# EXERCISE 1:
In the article on the Sacramento County strike below, decide whether each statement agrees with the text: (a) the strike began on September 5; (b) county management put the number of strikers at 8,000; (c) Sacramento County employs more than 14,000 people. Answer yes or no for each, quoting the words of the text that decide it.
# EXERCISE 2:
Answer these questions from the article on the Sacramento County strike below, one per line:
(a) Which newspaper reported the range in the number of strikers?
(b) How many years would the proposed contracts cover?
(c) What proposal by county management do the striking unions oppose?
# EXERCISE 3:
Pick up the article on the Sacramento County strike after its last sentence and keep writing it.

Sacramento County Workers on Strike: Largest Labor Action in Decades

Thousands of Sacramento County workers in a coalition of labor unions went on strike on September 5.  The union coalition includes the local chapter of the American Federation of State, County and Municipal Employees, Service Employees International Union Local 535, Stationary Engineers Local 39 AFL-CIO, and the United Public Employees Local 1.

Labor leaders and county management in separate press conferences disputed the number of striking employees at dozens of workplaces.  The number of workers on strike ranged from 4,000 (management) to 8,000 (union leaders), according to The Sacramento Bee of September 6.

By all accounts, the strike was the largest job action in Sacramento in decades.  Sacramento County employs over 14,000 people.

The main area of disagreement in proposed five-year contracts for striking county workers is over how they will bear the rising cost of medical care — increasing faster in the US than in any other developed country.  Unions that have walked out oppose county management’s proposal to make their members pay more for health care.

# EXTRACTED RECORDS:

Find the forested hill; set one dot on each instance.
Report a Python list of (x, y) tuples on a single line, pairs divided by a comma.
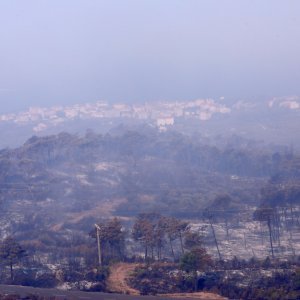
[(134, 171)]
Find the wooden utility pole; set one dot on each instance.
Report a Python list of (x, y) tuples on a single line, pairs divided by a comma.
[(99, 244)]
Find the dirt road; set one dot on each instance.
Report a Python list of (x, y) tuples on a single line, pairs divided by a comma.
[(117, 279), (120, 272)]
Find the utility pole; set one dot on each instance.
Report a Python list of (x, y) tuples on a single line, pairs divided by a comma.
[(98, 229)]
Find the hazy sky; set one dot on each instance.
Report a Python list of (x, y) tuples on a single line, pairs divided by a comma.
[(69, 51)]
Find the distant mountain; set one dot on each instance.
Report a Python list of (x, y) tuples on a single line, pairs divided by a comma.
[(275, 120)]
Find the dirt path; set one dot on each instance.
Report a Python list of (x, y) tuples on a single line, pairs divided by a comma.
[(199, 296), (117, 279), (121, 271)]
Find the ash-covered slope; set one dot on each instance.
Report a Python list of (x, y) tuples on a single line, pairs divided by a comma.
[(69, 181)]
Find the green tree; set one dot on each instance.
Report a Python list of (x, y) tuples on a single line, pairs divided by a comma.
[(195, 260), (11, 253)]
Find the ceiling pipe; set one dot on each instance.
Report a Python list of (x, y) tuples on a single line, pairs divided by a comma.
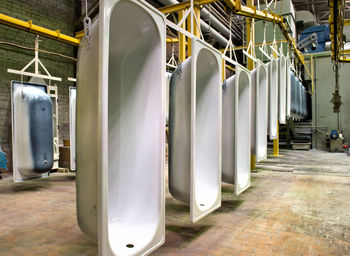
[(206, 29)]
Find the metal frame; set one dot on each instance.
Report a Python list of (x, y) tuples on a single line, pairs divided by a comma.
[(37, 63)]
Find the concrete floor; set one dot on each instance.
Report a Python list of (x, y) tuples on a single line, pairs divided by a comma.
[(301, 208)]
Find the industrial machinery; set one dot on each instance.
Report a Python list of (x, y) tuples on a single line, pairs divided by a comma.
[(314, 39)]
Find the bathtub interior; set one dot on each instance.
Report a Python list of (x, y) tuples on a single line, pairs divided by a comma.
[(288, 84), (207, 130), (32, 131), (282, 90), (87, 151), (261, 115), (136, 122), (273, 98), (228, 127), (72, 125), (242, 132)]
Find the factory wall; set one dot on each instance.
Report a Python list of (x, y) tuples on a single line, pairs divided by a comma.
[(324, 119), (52, 14)]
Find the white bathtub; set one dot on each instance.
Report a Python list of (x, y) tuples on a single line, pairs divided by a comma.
[(273, 97), (195, 131), (121, 129), (259, 111), (236, 140), (32, 132)]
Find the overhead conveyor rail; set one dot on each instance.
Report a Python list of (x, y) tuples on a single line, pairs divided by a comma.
[(246, 11), (30, 27)]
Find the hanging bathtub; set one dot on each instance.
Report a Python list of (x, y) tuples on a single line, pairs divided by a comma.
[(72, 124), (288, 84), (282, 89), (237, 128), (300, 100), (195, 131), (32, 131), (121, 129), (259, 105), (167, 89), (294, 94), (273, 97)]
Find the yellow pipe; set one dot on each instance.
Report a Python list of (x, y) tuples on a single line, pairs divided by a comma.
[(246, 11), (195, 27), (183, 6), (172, 40), (241, 47), (276, 149), (30, 27), (182, 40)]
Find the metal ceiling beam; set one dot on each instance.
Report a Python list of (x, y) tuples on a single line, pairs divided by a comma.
[(30, 27)]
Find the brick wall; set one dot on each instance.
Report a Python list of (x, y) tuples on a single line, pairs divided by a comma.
[(52, 14)]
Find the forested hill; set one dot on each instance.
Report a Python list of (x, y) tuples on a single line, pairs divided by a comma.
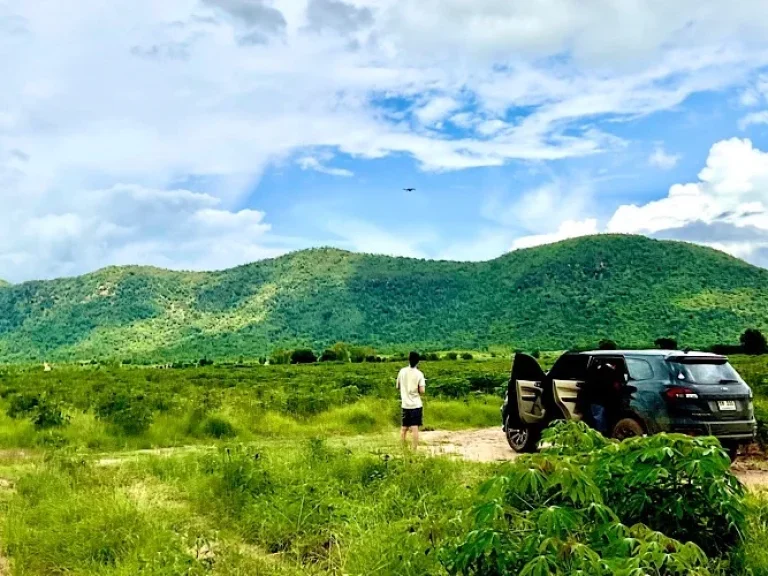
[(629, 289)]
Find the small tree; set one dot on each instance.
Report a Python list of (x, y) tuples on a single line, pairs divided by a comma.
[(607, 345), (666, 343), (341, 350), (280, 356), (303, 356), (329, 356), (753, 342)]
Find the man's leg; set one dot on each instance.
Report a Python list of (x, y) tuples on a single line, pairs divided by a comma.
[(415, 436)]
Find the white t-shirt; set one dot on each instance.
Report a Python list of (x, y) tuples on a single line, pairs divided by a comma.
[(409, 381)]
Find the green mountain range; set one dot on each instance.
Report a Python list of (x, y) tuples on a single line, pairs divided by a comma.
[(626, 288)]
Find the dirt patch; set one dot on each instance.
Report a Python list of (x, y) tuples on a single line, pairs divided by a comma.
[(485, 445), (120, 458), (490, 445)]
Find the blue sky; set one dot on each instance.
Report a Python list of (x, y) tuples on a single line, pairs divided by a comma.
[(202, 134)]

# ANSWER BOX 1:
(a) Yes: "went on strike on September 5"
(b) No: "ranged from 4,000 (management) to 8,000 (union leaders)"
(c) Yes: "Sacramento County employs over 14,000 people"

# ANSWER BOX 2:
(a) The Sacramento Bee of September 6
(b) Five years
(c) The proposal to make their members pay more for health care

# ANSWER BOX 3:
“It’s a stupid issue to strike over,” said Steve Lakich, who directs labor relations for the county, in The Bee on September 6.

“The price of health care is a critical issue for our members,” said Sandra Poole, executive director of UPE, in The Sacramento News & Review of July 13.  “The county is not proposing to save health-care costs, just to shift them to employees.”

UPE, which represents 4,500 county employees, has been in negotiations with county management since February 9.  UPE has two bargaining units of equal size: non-supervisory welfare workers make up one unit, and office-technical workers constitute the other unit.

The county’s proposed re-structuring of health-care coverage would mean a $2.50 hourly pay cut for him, said Michael Monasky, a UPE steward and father of four.  He joined hundreds of striking county workers who marched and rallied at the Sacramento County Administration Center on September 6.

Strikers shouted: “They say cutback, we say fight back.  We want a contract.”

Meanwhile inside the administration center, the five-member Sacramento County Board of Supervisors held budget hearings.  Security guards and sheriff’s deputies barred striking workers from bringing their picket signs into the hearings.

During the afternoon of September 6, SEIU and UPE leaders agreed to accept a state mediator’s offer to resume bargaining with county management, and to temporarily suspend the strike.  Later in the week, some UPE members returned to work, while others did not, refusing to cross picket lines of striking union members.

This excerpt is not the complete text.